* DOCUMENT PASSAGE *

------

P145 Orofacial granulomatosis in Crohn’s disease: an ECCO CONFER multi-centre case series

F. Phillips1, B. Verstockt2,3, M. Sladek4, N. de Boer5, K. Katsanos6, K. Karmiris7, A. Albshesh8,9, C. Eriksson10, D. Bergemalm10, T. Molner11, P. Ellul12, ECCO CONFER Investigators

1NIHR Nottingham Digestive Diseases Biomedical Research Centre, Gastroenterology, Nottingham, UK, 2KU Leuven, Chronic Diseases- Metabolism and Ageing- TARGID-IBD Unit, Leuven, Belgium, 3University Hospitals Leuven, Gastroenterology and Hepatology, Leuven, Belgium, 4Jagiellonian University Medical College, Department of Paediatrics- Gastroenterology and Nutrition, Krakow, Poland, 5Amstedam UMC- VU University Medical Center, Department of Gastroenterology and Hepatology- AG&M Research Institute, Amsterdam, The Netherlands, 6University of Ioannina School of Health Sciences, Division of Gastroenterology- Department of Internal Medicine- Faculty of Medicine, Ioannina, Greece, 7Venizeleio General Hospital, Department of Gastroenterology, Heraklion, Greece, 8Sheba Medical Center- Tel Hashomer, Department of Gastroenterology, Tel Hashomer, Israel, 9Tel-Aviv University, Sackler School of Medicine, Tel-Aviv, Israel, 10Orebro University, Department of Gastroenterology- Faculty of Medicine and Health, Orebro, Sweden, 11University of Szeged, First Department of Medicine, Szeged, Hungary, 12Mater Dei Hospital, Department of Medicine- Division of Gastroenterology, Msida, Malta


Orofacial granulomatosis (OFG) is a rare syndrome characterised by swelling of the orofacial area secondary to an underlying granulomatous inflammatory process. Concurrent intestinal Crohn’s disease (CD) has been described in 20–50% of adult patients with OFG.

------

* WHAT TO DO *
• A. Answer these questions from the abstract on orofacial granulomatosis in Crohn's disease:
(i) In what percentage of adult patients with OFG has concurrent intestinal Crohn's disease been described?
(ii) In which city is the Jagiellonian University Medical College located?
(iii) According to the abstract, what is OFG secondary to?
• B. List every country in the affiliations of the abstract on orofacial granulomatosis in Crohn's disease that appears in only one numbered affiliation.
• C. From the abstract on orofacial granulomatosis in Crohn's disease, return the part that opens with the words containing "Orofacial granulomatosis (OFG)" and closes with "patients with OFG.".

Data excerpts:
------

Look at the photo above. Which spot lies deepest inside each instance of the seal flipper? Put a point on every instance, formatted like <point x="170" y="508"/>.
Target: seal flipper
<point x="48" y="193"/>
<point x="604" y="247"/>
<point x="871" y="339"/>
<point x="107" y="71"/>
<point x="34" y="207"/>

------

* ANSWER SET *
• A.
(i) 20–50%
(ii) Krakow, Poland
(iii) An underlying granulomatous inflammatory process

• B. UK, Poland, The Netherlands, Sweden, Hungary, Malta

• C.
Orofacial granulomatosis (OFG) is a rare syndrome characterised by swelling of the orofacial area secondary to an underlying granulomatous inflammatory process. Concurrent intestinal Crohn’s disease (CD) has been described in 20–50% of adult patients with OFG.